Recorded information below:
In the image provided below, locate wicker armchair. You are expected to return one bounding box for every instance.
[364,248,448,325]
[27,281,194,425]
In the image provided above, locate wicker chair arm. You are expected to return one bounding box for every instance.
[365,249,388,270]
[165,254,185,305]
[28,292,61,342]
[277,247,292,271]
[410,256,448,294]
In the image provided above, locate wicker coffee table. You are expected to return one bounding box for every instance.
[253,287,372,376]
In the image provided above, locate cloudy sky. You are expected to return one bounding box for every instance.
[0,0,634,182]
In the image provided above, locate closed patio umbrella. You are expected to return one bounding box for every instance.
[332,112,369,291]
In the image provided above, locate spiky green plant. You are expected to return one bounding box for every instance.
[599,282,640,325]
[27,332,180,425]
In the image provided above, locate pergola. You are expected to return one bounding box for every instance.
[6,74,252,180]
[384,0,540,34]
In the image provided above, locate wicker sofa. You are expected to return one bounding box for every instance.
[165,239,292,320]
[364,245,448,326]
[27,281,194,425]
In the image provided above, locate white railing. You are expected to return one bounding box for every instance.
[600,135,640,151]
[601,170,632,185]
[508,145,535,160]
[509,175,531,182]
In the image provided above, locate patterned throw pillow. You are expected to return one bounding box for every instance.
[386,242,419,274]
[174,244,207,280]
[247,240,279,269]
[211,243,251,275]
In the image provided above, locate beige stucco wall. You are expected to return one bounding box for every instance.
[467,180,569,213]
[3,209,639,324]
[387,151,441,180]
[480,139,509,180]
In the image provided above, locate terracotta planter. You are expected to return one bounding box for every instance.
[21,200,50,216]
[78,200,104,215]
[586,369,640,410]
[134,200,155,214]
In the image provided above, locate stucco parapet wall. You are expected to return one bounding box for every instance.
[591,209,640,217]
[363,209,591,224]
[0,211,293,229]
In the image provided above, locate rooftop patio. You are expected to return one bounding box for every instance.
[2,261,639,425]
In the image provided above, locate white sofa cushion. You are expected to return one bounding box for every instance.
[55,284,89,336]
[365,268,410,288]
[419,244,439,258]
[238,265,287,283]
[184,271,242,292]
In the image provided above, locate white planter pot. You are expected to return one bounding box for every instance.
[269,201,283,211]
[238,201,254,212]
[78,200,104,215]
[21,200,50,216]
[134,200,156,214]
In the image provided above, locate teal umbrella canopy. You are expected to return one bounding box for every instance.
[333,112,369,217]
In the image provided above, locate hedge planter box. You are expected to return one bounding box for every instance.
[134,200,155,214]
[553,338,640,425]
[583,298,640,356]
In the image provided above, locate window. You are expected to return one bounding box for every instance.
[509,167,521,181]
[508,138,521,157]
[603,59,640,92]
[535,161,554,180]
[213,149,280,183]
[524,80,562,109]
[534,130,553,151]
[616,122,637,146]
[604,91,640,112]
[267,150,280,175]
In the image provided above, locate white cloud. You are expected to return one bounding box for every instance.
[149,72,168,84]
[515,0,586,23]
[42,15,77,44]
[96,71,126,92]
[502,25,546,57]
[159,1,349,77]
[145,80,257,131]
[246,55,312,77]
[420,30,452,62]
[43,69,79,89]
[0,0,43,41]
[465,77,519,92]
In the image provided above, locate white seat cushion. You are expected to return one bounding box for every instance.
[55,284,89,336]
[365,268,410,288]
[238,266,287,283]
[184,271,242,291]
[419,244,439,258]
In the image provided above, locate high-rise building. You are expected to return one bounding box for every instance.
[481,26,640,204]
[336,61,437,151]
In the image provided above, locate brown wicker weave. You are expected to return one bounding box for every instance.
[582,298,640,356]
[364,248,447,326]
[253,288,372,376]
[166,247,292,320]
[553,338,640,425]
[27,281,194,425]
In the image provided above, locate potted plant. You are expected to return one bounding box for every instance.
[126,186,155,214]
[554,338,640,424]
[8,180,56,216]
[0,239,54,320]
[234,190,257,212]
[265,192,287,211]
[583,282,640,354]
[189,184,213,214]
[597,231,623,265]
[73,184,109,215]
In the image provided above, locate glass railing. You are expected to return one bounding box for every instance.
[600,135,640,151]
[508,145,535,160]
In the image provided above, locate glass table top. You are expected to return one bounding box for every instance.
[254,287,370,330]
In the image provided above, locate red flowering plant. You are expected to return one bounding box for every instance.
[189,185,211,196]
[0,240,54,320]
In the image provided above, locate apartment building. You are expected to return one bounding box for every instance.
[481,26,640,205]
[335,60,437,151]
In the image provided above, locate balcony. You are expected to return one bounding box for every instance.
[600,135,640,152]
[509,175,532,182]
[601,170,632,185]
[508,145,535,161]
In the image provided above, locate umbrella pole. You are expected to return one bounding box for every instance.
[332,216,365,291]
End of Recorded information.
**To do:** Output only the lines running from the line with "In the image provided above, locate glass table" through the final line of the data, inclusive.

**Solution to the problem:**
In the image provided above, locate glass table top. You are expected to return one bounding box for every instance.
[254,287,370,330]
In the image provided above, locate red flowering plant. You are expected to return one bounding box for every instance.
[189,185,211,196]
[0,240,54,320]
In the image provided above, locate apartment building. You are expected to return one bounding box for every instance.
[481,26,640,205]
[335,60,437,151]
In the image provided above, locate balcony. You are expected to return one bounding box for every instance.
[600,135,640,152]
[509,175,532,182]
[601,170,632,185]
[508,145,535,161]
In the image provided above, locate umbrella pole. You are expected to return one bounding box for every instance.
[332,216,365,291]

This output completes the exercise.